• **AVAILABLE RECORDS**:

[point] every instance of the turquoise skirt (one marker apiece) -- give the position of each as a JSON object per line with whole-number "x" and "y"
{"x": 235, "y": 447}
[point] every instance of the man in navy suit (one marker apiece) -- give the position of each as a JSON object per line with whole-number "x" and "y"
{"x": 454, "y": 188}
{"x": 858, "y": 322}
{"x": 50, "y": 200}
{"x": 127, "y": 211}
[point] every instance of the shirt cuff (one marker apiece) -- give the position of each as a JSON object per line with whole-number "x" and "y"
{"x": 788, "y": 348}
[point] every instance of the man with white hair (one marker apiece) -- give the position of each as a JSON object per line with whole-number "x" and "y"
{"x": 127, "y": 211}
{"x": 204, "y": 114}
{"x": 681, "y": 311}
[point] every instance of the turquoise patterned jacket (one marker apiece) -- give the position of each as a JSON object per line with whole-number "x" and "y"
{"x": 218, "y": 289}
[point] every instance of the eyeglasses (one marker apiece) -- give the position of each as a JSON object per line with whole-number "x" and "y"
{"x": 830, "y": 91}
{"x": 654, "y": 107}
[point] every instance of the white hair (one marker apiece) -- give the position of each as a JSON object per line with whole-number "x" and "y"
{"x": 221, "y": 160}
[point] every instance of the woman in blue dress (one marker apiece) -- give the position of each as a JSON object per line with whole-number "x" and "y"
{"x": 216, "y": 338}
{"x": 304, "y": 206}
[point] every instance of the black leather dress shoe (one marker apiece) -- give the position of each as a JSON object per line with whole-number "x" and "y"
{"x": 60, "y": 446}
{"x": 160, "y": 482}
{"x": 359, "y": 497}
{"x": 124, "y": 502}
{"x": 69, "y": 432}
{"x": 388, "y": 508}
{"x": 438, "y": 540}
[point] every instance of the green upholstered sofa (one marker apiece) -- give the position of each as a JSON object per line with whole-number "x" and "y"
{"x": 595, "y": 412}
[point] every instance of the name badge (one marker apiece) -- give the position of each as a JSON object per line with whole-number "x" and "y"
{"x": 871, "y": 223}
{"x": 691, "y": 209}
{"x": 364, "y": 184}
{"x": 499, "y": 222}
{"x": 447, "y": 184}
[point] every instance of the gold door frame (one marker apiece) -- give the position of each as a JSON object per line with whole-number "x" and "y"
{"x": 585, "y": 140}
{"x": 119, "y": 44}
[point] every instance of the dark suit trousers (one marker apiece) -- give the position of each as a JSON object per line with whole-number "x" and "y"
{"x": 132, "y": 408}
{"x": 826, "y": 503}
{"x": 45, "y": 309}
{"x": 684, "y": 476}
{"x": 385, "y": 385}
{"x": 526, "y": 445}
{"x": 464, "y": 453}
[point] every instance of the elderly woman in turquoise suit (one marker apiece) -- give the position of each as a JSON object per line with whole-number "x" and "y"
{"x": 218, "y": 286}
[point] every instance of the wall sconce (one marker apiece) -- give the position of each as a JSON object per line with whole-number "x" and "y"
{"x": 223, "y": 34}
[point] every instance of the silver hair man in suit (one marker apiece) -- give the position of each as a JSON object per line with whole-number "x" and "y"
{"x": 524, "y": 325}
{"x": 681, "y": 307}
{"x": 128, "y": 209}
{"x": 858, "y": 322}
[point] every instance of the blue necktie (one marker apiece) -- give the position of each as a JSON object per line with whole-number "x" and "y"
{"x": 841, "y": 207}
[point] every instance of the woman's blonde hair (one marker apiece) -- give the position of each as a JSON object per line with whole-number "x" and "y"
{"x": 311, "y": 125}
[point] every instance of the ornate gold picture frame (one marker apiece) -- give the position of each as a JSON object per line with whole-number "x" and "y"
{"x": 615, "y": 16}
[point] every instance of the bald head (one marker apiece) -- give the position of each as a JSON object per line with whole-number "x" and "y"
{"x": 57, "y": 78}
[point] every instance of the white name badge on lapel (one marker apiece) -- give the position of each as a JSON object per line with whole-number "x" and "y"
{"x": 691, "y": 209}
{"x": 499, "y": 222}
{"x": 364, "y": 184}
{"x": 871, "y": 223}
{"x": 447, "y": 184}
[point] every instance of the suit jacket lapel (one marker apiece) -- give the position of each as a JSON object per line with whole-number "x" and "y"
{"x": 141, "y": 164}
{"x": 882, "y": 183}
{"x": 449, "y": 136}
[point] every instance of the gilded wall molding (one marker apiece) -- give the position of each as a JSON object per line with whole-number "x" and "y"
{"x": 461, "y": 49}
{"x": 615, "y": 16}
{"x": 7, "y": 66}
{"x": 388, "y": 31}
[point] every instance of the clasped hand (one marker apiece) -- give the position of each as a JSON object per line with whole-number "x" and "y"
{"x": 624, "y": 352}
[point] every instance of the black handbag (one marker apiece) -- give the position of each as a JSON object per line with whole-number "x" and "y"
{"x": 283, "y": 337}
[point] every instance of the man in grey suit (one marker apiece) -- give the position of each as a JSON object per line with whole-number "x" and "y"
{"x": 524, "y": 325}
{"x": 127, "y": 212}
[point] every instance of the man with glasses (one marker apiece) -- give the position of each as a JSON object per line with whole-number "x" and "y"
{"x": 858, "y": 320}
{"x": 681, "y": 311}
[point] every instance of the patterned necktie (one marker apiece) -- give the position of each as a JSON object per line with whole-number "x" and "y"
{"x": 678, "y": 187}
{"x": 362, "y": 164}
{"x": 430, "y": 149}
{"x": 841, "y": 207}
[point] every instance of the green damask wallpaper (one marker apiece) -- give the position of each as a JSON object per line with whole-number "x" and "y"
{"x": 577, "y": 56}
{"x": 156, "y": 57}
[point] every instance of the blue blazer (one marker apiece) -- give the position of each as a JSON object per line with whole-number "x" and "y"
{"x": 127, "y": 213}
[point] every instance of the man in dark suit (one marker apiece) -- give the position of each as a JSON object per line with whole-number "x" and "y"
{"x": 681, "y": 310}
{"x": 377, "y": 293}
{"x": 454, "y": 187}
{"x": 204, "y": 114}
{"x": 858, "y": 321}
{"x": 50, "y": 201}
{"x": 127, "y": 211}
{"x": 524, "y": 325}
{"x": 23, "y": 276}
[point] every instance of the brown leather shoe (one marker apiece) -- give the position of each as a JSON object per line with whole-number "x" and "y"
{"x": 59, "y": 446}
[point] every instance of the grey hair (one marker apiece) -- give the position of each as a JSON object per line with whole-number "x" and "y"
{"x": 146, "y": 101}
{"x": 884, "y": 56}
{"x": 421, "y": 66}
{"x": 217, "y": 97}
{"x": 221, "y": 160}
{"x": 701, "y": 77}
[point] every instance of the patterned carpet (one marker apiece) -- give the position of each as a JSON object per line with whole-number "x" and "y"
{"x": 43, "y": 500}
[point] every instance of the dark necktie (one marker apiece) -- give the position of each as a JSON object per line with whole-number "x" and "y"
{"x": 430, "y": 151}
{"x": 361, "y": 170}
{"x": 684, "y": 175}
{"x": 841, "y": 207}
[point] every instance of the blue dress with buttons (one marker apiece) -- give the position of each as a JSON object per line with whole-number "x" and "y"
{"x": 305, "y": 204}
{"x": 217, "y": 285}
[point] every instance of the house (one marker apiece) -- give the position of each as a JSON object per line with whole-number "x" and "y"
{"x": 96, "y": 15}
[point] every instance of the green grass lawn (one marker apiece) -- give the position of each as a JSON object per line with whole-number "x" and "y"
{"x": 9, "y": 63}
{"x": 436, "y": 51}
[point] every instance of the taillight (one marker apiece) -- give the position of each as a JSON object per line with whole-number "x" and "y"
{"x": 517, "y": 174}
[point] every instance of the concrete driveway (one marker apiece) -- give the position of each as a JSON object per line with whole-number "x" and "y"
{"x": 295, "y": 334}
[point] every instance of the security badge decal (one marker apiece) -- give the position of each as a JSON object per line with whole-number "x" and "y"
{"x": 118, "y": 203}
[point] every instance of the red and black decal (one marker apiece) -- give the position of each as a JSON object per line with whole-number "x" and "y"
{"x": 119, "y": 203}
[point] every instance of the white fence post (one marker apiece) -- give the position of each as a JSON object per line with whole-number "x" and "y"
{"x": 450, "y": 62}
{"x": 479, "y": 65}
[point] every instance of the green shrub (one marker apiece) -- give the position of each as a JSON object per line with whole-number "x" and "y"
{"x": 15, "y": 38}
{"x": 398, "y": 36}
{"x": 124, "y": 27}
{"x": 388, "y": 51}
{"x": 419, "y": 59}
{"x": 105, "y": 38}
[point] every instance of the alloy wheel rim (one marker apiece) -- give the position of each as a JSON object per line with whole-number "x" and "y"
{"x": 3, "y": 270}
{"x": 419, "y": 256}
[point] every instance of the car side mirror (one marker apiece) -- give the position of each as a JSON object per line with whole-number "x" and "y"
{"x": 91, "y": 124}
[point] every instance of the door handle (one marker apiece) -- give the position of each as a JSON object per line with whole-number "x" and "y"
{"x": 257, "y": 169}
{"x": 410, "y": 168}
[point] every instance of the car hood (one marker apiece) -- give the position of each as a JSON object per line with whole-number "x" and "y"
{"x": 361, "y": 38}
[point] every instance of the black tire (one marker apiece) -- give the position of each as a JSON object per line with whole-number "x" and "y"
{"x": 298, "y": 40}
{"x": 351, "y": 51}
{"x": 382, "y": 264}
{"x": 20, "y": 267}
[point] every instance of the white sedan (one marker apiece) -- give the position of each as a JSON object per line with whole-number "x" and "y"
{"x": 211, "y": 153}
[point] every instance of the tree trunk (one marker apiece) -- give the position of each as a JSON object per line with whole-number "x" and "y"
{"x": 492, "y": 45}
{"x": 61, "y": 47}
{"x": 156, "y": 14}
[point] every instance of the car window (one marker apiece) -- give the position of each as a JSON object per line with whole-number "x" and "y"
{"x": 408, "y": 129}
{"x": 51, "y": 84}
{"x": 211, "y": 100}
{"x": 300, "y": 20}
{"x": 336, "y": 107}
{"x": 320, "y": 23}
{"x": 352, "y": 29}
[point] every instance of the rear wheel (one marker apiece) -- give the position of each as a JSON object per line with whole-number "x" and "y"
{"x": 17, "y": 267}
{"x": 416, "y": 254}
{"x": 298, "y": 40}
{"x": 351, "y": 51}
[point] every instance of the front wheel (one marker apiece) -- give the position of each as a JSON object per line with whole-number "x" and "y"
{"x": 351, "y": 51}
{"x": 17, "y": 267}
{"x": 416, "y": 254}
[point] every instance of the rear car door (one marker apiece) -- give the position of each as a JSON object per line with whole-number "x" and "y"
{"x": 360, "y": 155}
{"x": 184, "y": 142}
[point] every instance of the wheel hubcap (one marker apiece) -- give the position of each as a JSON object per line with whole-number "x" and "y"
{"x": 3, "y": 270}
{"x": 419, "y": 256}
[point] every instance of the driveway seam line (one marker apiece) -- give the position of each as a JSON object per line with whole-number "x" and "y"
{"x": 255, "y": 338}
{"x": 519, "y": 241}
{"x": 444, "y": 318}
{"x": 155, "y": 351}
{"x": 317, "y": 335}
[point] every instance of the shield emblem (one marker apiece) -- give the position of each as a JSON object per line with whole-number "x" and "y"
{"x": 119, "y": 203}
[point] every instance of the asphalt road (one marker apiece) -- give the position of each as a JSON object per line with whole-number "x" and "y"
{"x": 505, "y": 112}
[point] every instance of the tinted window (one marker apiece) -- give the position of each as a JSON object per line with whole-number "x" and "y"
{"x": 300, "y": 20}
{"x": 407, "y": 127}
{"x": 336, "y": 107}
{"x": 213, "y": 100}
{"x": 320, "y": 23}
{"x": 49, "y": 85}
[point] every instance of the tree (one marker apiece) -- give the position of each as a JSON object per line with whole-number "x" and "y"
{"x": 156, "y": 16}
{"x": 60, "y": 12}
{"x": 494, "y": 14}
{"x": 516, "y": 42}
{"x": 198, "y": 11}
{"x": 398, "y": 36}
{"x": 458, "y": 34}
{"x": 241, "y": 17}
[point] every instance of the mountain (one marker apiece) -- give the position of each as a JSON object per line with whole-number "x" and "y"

• **ASSIGNMENT**:
Nothing but the lines from the one containing "[point] every instance of the asphalt" to the last line of the listing above belongs in the answer; restate each word for word.

• **WRITTEN RESPONSE**:
[point] every instance of the asphalt road (one marker apiece) -- give the position of each as a JSON object per line with whole-number "x" and "y"
{"x": 505, "y": 112}
[point] every instance of the tinted window (one marker apiece) -- give the position of each as a JSON object per line with whole-number "x" and "y"
{"x": 300, "y": 20}
{"x": 407, "y": 127}
{"x": 336, "y": 107}
{"x": 213, "y": 100}
{"x": 320, "y": 23}
{"x": 49, "y": 85}
[point] every instance of the tree (one marker apiece) -- give the position of each as a JSON object per line with whole-number "x" and "y"
{"x": 156, "y": 16}
{"x": 60, "y": 12}
{"x": 494, "y": 14}
{"x": 516, "y": 42}
{"x": 198, "y": 11}
{"x": 398, "y": 36}
{"x": 458, "y": 34}
{"x": 241, "y": 17}
[point] every instance of the mountain (one marker apiece) -- give the position of each as a JSON object per line with whole-number "x" and "y"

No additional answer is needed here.